═══ INPUT MATERIAL

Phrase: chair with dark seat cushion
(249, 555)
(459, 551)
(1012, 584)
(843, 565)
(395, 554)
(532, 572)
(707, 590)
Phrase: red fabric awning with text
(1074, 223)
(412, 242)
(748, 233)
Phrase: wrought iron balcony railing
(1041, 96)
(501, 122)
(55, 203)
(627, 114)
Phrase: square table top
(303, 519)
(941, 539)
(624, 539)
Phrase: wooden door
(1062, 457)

══════
═══ INPUT MATERIAL

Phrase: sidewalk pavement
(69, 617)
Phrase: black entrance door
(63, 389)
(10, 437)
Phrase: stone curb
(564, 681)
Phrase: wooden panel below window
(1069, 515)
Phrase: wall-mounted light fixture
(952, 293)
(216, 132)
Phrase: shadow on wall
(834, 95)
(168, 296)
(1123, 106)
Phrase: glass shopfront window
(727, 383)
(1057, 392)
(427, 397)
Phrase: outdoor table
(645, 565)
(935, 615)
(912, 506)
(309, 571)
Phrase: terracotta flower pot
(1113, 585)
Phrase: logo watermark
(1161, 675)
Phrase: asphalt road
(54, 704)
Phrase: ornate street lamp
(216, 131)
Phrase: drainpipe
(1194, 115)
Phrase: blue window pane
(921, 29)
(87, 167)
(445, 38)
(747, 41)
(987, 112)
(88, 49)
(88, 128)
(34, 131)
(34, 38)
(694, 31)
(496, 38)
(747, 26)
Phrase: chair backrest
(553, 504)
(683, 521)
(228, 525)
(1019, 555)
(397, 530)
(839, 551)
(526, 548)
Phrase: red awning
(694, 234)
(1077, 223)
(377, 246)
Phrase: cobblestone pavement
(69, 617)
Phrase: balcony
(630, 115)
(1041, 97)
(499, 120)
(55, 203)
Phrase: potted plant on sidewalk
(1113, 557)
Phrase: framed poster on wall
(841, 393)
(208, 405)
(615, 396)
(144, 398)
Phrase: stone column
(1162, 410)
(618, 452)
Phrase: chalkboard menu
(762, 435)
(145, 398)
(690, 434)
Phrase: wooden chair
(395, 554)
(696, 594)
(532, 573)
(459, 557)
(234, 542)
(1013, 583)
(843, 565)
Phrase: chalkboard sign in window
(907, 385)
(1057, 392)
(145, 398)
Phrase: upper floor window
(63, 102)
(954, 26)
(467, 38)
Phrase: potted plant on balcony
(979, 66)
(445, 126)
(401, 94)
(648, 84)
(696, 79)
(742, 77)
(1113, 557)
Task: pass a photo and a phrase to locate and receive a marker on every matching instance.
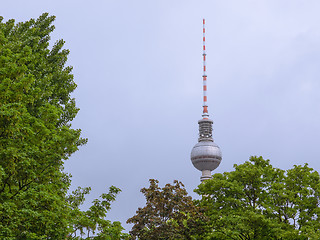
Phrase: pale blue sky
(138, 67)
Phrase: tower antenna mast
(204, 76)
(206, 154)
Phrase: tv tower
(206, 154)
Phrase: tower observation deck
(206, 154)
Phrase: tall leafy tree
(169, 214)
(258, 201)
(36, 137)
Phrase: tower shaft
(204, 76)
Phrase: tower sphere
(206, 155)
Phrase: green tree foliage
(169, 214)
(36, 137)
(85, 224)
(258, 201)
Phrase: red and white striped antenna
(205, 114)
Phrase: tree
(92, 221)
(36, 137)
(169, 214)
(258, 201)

══════
═══ INPUT MATERIAL

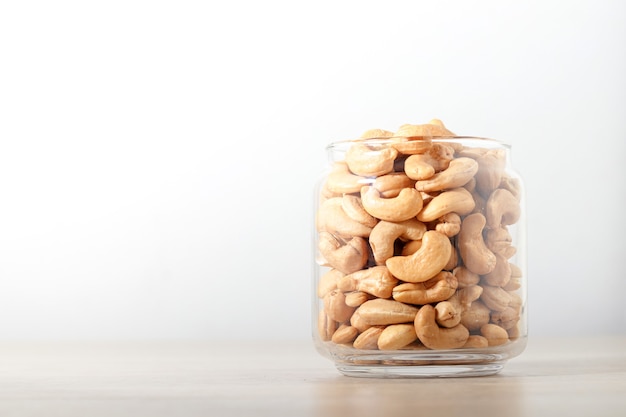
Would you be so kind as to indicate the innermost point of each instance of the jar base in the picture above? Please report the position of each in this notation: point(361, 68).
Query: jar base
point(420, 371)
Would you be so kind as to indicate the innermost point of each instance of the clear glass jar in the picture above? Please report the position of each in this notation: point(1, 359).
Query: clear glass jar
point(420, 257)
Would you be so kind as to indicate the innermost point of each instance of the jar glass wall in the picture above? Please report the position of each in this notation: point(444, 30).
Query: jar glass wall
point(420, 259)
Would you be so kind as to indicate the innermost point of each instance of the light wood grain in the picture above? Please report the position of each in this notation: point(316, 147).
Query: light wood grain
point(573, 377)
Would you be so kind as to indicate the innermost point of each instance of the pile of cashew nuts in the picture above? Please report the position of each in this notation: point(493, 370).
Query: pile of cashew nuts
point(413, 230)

══════

* EXERCISE BRIEF
Each line above that contains the string "this" should be copied.

* OUTPUT
Would you be so kind as to indicate the innermost point of each instance of the jar base in the picture above? Please report the position of each in this notation: point(361, 68).
Would you be so kind as to indicate the innermost point of each instance of the clear glass jar in the picture above? Please report the position of each in this notation: point(1, 359).
Would you be so kind as to indicate the innermost point of each instance of the jar glass wall in the picture above? Please report the position of each in this notation: point(444, 30).
Would you be so kind as to indicate the innermost point of each instance of the light wood grain in the picture above? Please report the position of each in this notation: point(316, 147).
Would you be so kind as to indicate the innermost point of each instance of the pile of cashew nuts in the picture above? Please report the position of each in this notation: point(493, 370).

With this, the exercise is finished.